WRITTEN REQUEST:
Quote the rows below word for word, omitting the pictures.

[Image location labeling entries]

= = = = =

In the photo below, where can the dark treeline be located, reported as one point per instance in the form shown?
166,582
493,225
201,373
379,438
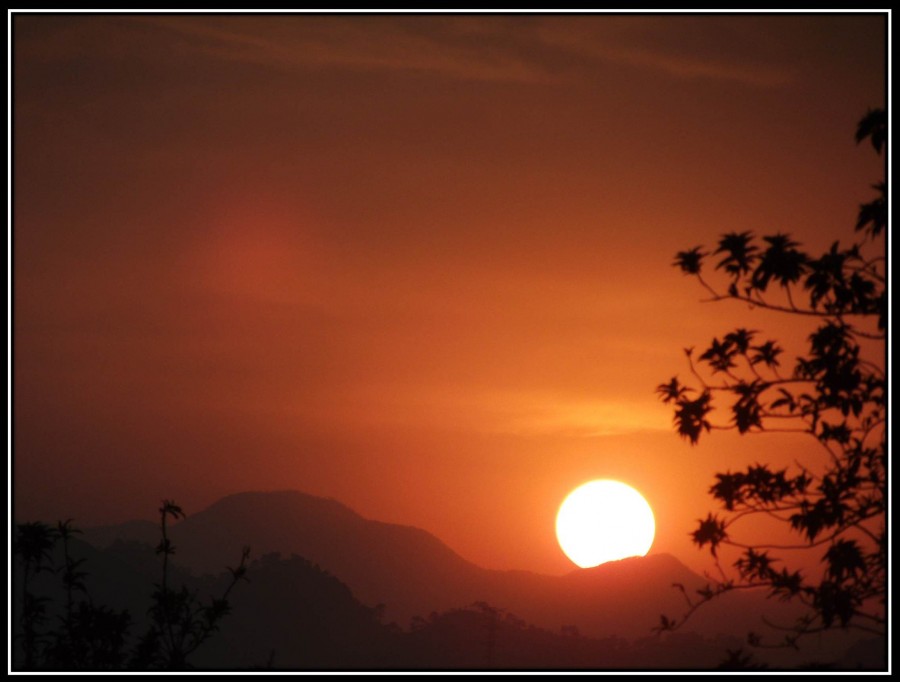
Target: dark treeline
288,613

= = = = =

PROBLEM SOLUTION:
In the photo below, where can the dark treeline be located, reported as one point per instance in the form shown?
166,582
493,225
201,373
379,438
Target: dark treeline
288,613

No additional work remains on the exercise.